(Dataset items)

--- start ---

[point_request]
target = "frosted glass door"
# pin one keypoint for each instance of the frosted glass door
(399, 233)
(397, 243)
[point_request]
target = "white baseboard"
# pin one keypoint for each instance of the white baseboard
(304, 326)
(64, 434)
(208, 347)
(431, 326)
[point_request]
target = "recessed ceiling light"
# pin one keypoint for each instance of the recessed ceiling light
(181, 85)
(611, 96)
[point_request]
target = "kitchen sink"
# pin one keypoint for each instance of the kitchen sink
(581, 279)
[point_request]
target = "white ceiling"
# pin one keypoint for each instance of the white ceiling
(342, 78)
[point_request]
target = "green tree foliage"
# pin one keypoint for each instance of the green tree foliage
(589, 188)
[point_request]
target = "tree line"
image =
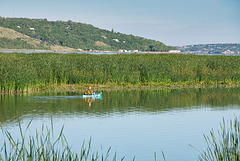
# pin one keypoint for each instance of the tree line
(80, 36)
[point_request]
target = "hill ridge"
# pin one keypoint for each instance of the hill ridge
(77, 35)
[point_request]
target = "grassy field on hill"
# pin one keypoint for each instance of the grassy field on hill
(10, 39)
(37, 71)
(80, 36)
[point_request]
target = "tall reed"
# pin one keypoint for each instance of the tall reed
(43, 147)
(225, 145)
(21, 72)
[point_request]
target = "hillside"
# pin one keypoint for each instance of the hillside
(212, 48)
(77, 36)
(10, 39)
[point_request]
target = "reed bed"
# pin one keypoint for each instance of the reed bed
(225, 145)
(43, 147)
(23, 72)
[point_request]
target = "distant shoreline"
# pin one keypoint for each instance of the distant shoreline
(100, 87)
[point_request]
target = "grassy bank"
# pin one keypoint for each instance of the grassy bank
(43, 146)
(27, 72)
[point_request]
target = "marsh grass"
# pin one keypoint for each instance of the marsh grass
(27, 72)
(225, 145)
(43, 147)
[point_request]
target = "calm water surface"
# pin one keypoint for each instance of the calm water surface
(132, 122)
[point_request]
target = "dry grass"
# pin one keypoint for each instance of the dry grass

--- end ---
--- start ---

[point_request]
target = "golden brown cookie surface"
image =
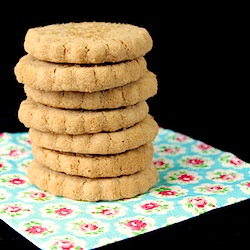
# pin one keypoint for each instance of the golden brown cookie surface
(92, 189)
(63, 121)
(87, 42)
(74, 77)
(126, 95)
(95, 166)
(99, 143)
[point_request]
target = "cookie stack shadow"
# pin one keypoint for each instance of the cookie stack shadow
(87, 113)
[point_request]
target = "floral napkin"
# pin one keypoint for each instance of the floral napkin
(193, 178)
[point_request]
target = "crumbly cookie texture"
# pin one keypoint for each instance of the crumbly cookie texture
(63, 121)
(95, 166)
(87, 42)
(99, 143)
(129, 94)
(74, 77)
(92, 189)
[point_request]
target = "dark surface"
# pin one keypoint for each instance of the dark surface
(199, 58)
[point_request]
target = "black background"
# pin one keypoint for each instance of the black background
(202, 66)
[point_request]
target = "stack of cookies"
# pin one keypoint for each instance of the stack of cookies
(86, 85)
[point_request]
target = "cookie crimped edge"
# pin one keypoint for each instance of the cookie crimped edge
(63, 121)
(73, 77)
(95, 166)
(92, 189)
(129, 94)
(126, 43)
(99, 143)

--- end ---
--- start ---

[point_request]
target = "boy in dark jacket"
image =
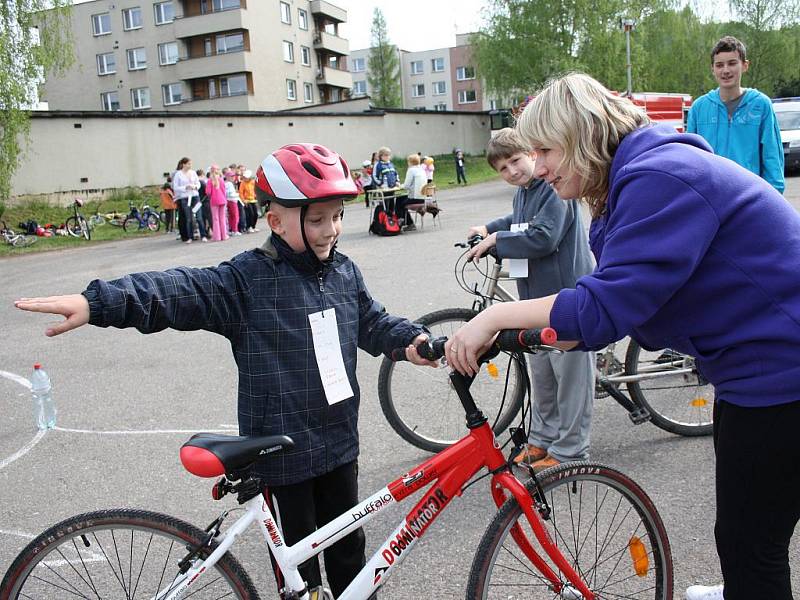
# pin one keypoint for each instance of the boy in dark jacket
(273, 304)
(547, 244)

--- end ---

Find each line in the records above that contains the word "napkin" and copy those lines.

target = "floral napkin"
# pin one keypoint for each instance of the floral napkin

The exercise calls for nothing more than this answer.